Dataset excerpts:
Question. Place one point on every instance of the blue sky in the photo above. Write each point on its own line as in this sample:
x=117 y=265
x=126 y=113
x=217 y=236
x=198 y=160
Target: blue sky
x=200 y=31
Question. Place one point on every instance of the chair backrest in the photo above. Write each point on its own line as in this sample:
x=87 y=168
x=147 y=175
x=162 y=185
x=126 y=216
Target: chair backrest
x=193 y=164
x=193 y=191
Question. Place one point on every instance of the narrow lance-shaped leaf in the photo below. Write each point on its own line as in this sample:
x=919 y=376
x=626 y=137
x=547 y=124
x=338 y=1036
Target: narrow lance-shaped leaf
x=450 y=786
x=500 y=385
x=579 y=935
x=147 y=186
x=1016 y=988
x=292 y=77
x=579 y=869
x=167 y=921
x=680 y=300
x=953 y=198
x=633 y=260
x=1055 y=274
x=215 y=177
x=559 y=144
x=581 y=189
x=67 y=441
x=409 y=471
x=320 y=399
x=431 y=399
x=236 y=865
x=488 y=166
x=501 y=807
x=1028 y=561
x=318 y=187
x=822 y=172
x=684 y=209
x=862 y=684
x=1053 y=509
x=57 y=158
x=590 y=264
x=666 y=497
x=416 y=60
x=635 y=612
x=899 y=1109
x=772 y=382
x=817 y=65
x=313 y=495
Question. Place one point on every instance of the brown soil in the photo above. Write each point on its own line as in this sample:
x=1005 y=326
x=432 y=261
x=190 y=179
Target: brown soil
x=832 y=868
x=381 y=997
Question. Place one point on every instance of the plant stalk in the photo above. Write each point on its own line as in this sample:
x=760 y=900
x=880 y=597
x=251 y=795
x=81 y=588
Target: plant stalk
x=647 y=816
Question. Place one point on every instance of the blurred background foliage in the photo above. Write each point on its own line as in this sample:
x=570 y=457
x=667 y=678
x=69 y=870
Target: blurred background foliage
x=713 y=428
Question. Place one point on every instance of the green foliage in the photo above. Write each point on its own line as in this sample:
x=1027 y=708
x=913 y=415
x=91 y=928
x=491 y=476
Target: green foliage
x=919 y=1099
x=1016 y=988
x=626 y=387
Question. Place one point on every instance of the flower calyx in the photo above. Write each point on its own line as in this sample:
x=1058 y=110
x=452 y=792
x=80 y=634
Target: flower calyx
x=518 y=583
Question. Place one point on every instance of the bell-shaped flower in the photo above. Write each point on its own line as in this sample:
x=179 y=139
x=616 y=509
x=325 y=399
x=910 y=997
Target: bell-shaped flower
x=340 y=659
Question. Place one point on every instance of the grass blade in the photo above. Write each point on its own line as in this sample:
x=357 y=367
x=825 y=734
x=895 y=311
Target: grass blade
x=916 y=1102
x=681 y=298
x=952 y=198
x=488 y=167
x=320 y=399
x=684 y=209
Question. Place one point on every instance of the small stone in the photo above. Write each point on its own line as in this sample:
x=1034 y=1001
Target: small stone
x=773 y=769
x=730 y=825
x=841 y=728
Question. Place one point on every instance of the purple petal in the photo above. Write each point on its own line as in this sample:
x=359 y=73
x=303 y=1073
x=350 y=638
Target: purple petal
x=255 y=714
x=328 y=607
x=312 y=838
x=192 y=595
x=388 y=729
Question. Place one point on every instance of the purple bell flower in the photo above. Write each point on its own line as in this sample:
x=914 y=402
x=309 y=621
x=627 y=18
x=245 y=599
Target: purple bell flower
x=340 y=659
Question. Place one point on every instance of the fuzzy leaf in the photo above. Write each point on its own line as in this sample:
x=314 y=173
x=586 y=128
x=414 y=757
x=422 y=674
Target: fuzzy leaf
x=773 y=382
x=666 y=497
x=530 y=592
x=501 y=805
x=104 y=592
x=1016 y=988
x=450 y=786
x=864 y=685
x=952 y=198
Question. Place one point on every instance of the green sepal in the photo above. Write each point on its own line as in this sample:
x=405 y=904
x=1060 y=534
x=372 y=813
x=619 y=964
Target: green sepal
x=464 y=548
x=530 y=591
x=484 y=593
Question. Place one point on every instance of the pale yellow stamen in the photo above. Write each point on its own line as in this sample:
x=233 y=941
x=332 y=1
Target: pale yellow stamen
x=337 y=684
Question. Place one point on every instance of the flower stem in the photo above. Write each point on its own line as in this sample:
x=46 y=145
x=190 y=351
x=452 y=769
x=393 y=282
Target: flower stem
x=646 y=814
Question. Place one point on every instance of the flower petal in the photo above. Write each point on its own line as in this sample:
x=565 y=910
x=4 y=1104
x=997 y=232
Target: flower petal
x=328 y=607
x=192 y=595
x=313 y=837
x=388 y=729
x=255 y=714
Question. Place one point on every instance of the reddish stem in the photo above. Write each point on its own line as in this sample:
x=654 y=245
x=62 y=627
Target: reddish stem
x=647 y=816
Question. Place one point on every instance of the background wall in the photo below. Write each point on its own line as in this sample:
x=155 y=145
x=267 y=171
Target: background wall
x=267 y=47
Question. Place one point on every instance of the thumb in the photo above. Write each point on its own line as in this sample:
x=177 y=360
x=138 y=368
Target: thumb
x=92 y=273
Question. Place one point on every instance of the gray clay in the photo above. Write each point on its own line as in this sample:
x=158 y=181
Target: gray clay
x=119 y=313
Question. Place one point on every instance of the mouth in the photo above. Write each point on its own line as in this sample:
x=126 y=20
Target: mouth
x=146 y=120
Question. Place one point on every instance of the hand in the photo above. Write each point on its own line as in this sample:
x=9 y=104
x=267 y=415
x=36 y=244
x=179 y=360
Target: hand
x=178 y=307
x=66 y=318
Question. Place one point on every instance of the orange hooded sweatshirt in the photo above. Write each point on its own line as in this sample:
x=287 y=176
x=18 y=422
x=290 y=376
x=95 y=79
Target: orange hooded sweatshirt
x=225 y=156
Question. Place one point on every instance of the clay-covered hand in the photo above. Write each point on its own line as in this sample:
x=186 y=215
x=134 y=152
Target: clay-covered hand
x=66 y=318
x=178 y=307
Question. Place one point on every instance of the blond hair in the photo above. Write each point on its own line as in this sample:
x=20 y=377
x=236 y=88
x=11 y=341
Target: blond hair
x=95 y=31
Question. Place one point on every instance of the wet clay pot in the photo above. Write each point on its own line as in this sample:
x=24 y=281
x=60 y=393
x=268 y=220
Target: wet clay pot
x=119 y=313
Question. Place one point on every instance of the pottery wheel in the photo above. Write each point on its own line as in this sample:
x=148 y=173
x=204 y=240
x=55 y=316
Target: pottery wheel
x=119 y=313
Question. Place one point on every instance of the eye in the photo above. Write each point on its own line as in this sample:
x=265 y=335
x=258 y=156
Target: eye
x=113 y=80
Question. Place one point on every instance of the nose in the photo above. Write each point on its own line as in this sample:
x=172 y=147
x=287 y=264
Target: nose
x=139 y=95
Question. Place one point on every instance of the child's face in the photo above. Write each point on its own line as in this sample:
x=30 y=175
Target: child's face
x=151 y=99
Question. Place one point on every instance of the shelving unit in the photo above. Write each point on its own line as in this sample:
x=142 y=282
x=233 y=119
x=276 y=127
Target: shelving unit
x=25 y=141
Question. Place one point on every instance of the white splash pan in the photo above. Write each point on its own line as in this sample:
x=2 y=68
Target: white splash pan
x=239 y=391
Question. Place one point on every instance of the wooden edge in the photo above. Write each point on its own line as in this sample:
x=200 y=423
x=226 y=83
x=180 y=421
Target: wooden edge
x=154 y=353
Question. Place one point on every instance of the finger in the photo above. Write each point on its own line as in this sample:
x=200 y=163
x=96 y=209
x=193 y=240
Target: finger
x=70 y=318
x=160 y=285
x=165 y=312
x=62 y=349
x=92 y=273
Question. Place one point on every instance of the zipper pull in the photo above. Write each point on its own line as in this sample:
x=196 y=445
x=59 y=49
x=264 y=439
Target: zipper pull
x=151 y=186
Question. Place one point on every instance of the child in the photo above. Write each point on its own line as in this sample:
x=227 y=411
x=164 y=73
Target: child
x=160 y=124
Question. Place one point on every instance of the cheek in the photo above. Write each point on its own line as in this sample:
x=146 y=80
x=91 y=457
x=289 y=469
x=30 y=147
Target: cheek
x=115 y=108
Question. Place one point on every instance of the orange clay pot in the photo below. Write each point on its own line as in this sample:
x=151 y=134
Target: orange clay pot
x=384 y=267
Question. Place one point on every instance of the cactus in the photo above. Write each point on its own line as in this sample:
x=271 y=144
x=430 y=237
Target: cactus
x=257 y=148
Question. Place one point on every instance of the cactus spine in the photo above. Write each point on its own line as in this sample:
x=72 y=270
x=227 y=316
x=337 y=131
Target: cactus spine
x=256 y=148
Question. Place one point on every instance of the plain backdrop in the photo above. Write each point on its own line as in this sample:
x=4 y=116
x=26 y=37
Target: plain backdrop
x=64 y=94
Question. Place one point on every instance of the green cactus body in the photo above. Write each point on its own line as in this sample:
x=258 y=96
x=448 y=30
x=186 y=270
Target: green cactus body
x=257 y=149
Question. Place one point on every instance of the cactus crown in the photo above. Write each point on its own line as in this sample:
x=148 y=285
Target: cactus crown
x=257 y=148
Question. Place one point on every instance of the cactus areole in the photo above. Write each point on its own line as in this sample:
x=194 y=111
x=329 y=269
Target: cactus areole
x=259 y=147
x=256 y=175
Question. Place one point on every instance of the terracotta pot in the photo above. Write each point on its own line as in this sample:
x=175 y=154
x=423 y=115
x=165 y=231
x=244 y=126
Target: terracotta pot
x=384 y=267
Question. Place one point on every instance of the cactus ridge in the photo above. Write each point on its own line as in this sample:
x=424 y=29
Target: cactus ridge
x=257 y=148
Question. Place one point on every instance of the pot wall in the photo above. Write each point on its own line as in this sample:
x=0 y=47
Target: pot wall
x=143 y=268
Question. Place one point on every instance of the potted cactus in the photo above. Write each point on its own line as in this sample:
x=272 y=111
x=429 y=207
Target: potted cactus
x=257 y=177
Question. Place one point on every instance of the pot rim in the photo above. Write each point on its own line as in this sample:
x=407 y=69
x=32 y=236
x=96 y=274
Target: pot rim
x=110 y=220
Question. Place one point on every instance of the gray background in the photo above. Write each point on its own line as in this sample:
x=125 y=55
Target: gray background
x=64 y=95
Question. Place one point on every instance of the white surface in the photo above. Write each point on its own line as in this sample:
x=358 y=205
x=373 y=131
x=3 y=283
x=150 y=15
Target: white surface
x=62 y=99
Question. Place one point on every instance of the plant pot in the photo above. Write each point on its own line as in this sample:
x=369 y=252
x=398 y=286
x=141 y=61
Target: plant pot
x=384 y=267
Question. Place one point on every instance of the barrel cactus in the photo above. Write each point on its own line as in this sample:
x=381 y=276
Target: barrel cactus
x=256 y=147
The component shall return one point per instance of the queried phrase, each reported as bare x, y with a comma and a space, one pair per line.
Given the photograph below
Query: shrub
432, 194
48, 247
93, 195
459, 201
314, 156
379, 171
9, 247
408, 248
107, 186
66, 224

- _Directions_: Your answer should be only the number of lines in the records that hold the word "below".

- _The completed task_: 4